● WORK TO COMPLETE:
Could you reproduce the passage on My Coma Dreams word for word, everything from "My Coma Dreams is unlike" down to "back to consciousness."?

● SOURCE PASSAGE:
My Coma Dreams is unlike any previous work by Hersch, but then it’s his most personal as well. Hersch’s illness became progressively worse—from a cough without a fever to a collapse at home to a strapped-down ride to the hospital to the shut-down of organs to induced coma to a six-week suspension of consciousness. Accordingly, the music moves from free improvisation with John Hébert’s wild pulsation of bass to a tango to Thelonious Monk references to a jazz jam session to Adam Kolker’s saxophone melody about the knitters and then finally to Hersch’s solo of “The Orb” as his loved ones pull him back to consciousness.


The knitters. Garfein’s references to the women who “sit and knit and whisper” and the fact that “we end as we begin” universalize and deepen Hersch’s experience. “We, under a spell / Say nothing… / As if our fate…was knitted in the room below.” The terrifying unspoken truth of My Coma Dreams is that a similar experience could happen to anyone. Winther’s alternate personality as Hersch’s partner Scott depicts the horror of everyone who cares for a person undergoing a health crisis. For Winther as Scott noticed that Hersch “lost thirty pounds,” declined into a “persistent vegetative state” and “was less and less there” as his head became “just a skull.”


However, My Coma Dreams isn’t totally about melancholy or loss or shock. Actual delight ensues, strange as it may seem. Hersch and Garfein wisely balance the discord of medical decline with the harmony of kindness, particularly during a beautiful solo violin passage by Laura Seaton. The third word of the work’s title, “Dreams,” allows for fanciful self-entertainment within the mind, even as it’s disconnected from family, medical professionals and community. Hersch’s dreams create a scene wherein he and Monk, who is caged within a dream too, compete to write a tune with the reward of freedom for the first to finish. Winther, in the person of Hersch, describes Hersch’s affinity for Monk’s music by explaining his fascination for Monk’s “rhythmic dancing” and “the unexpected” to the accompaniment of “I Mean You.” Other lighter moments occur, like his “Jazz Diner,” as visuals of diner menus appear on the screen, Winther then being in spoken cabaret mode. As Hersch’s jazz theater production traverses through the subconscious images recalled from his coma, he visualizes children surrounding his bed and those darned knitters seen from above. In essence, Hersch’s dream-state experience during his coma produces the purest form of creativity without constraints or worry or expectation. The images aren’t crafted through external means such as voice or instruments or pen or movement or computer. They just are.

(Text-to-region grounding data)
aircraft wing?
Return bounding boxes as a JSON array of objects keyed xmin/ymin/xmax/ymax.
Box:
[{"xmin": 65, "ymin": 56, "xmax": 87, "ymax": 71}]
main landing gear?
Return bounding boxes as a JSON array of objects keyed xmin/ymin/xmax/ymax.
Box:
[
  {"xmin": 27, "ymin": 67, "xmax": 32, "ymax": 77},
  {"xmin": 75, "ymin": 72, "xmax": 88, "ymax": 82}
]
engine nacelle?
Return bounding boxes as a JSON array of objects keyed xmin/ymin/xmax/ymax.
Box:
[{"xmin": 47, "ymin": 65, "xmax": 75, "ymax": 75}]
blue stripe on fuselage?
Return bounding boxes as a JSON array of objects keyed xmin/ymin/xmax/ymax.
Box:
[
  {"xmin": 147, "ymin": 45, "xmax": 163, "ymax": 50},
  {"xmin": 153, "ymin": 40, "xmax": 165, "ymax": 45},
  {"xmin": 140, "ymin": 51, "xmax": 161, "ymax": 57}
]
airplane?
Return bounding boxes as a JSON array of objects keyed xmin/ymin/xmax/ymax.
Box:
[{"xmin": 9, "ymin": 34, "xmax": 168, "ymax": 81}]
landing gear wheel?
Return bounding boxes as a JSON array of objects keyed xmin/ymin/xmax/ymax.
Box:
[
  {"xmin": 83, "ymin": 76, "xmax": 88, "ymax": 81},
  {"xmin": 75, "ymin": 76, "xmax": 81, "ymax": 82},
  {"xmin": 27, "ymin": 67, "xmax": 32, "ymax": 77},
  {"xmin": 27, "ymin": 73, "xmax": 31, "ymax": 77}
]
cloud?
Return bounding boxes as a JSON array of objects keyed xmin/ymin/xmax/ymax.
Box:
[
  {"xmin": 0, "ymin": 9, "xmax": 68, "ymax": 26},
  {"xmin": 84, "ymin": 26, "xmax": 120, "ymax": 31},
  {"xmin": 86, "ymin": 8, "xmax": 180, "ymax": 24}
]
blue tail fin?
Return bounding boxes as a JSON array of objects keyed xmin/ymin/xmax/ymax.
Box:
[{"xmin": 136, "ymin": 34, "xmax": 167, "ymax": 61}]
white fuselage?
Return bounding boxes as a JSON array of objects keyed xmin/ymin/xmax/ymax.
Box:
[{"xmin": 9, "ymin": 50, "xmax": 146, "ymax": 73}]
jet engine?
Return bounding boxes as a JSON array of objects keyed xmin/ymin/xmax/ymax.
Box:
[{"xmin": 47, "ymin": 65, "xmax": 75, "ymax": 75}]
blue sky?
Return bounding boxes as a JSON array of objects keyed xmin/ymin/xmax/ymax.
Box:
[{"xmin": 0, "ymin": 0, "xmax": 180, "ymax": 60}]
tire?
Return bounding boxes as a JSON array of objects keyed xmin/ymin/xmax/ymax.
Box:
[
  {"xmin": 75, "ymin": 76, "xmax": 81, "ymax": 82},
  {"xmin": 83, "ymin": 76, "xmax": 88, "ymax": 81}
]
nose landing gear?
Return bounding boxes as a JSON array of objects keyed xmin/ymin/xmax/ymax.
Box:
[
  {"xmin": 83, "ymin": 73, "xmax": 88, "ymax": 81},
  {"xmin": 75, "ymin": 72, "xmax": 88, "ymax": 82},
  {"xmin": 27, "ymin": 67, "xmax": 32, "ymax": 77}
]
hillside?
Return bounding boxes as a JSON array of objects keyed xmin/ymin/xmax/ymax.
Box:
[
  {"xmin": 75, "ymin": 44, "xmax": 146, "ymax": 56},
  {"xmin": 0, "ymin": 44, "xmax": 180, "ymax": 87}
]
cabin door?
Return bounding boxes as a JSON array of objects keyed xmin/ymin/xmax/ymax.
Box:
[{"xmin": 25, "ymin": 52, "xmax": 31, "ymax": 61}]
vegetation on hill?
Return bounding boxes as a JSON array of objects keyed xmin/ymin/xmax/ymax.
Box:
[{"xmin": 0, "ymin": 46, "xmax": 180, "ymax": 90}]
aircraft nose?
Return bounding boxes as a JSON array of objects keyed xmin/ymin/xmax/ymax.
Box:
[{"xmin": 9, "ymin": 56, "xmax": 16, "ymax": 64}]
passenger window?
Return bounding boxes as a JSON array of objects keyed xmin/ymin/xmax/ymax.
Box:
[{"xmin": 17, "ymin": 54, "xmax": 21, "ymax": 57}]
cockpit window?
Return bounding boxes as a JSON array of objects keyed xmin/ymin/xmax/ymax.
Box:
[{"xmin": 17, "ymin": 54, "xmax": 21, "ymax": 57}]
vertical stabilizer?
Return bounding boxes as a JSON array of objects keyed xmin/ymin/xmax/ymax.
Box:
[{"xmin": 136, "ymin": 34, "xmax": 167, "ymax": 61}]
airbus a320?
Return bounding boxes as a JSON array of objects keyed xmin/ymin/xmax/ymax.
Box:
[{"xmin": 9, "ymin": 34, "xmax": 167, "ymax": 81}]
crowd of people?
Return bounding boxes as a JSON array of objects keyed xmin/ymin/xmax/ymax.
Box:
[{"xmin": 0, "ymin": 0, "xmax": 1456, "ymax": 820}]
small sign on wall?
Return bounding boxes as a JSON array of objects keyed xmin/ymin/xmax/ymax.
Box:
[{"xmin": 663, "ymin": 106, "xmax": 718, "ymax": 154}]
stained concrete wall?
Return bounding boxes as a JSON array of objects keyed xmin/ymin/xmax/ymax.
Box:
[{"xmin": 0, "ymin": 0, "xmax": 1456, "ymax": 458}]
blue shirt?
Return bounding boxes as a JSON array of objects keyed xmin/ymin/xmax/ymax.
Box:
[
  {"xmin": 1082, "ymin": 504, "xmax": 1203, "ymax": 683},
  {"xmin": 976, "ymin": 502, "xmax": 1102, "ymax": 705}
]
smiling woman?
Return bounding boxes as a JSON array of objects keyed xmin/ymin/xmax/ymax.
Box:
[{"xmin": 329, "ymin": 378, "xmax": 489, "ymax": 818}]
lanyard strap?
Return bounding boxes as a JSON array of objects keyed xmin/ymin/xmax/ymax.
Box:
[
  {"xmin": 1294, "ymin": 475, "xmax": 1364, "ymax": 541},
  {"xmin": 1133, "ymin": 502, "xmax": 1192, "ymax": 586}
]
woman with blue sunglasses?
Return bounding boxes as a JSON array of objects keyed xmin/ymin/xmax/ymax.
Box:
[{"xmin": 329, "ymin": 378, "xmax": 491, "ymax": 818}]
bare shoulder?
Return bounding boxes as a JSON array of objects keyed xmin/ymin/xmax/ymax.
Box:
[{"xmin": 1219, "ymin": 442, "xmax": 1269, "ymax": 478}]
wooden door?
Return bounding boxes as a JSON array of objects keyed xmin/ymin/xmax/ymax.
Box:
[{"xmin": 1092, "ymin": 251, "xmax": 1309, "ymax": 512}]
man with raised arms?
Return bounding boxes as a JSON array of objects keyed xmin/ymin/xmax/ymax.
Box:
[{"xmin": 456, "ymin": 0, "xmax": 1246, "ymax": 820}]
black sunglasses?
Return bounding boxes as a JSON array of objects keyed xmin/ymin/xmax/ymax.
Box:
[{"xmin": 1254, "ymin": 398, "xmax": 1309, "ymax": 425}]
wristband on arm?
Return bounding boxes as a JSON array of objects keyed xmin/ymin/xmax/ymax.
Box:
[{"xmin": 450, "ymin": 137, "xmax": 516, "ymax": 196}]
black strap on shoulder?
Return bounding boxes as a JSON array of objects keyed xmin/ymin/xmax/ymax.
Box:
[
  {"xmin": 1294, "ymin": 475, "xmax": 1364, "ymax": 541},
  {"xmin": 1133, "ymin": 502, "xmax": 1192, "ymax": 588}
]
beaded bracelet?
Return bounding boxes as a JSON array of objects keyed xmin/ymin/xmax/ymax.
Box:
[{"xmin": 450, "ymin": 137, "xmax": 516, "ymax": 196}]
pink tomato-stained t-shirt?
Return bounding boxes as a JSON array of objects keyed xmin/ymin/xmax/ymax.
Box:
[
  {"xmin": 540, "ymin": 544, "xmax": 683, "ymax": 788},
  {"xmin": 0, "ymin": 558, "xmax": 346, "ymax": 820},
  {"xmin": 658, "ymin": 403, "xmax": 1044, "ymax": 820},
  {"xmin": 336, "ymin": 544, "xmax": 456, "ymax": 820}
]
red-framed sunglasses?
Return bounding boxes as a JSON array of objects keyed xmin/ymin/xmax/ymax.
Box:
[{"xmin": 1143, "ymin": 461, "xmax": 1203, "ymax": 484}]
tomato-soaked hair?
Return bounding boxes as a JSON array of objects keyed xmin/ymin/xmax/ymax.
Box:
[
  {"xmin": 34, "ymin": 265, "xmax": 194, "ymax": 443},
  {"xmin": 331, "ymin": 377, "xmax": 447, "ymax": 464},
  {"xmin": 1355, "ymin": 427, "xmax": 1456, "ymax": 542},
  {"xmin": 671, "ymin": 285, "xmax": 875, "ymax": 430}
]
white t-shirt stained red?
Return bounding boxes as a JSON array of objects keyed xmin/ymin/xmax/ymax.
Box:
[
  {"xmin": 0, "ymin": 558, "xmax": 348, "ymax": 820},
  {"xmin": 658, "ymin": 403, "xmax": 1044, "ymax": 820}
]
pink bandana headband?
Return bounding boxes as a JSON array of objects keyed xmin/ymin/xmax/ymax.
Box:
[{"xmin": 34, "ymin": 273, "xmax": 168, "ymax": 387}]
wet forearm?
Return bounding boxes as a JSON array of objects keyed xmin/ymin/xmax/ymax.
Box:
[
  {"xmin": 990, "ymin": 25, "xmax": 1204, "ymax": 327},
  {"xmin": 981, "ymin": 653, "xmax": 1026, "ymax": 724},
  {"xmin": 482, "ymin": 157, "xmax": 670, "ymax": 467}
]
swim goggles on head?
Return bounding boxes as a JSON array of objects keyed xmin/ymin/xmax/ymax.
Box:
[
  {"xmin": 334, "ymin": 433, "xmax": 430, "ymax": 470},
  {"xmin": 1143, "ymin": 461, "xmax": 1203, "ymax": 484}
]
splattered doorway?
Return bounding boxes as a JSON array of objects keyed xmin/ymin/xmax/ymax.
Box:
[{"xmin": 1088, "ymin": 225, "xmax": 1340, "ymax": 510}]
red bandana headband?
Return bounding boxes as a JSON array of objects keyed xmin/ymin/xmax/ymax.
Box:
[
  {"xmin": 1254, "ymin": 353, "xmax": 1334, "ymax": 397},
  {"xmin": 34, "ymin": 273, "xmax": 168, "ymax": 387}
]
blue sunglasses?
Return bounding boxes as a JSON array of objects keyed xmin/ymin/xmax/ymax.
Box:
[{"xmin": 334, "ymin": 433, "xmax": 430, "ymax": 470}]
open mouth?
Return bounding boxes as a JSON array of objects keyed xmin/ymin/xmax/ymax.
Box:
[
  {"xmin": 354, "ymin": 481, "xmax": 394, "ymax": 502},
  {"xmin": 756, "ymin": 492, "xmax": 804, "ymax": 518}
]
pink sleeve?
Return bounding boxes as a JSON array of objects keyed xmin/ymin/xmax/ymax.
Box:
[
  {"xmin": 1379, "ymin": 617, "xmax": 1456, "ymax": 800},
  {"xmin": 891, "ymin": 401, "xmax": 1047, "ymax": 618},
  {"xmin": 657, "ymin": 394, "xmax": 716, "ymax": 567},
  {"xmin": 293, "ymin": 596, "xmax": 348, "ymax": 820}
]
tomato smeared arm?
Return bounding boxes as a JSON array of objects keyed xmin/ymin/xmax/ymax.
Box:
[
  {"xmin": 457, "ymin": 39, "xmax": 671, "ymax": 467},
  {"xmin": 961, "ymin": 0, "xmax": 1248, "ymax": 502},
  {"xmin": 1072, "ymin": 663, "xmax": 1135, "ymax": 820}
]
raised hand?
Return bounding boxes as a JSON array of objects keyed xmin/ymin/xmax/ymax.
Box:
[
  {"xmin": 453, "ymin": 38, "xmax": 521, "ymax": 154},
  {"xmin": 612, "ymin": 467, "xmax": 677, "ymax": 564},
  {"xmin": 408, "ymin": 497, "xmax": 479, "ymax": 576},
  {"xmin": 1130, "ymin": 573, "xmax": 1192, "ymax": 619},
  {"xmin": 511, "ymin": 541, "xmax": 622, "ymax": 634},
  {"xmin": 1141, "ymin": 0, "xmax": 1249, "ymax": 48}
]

● SOLUTION FOR THIS TASK:
My Coma Dreams is unlike any previous work by Hersch, but then it’s his most personal as well. Hersch’s illness became progressively worse—from a cough without a fever to a collapse at home to a strapped-down ride to the hospital to the shut-down of organs to induced coma to a six-week suspension of consciousness. Accordingly, the music moves from free improvisation with John Hébert’s wild pulsation of bass to a tango to Thelonious Monk references to a jazz jam session to Adam Kolker’s saxophone melody about the knitters and then finally to Hersch’s solo of “The Orb” as his loved ones pull him back to consciousness.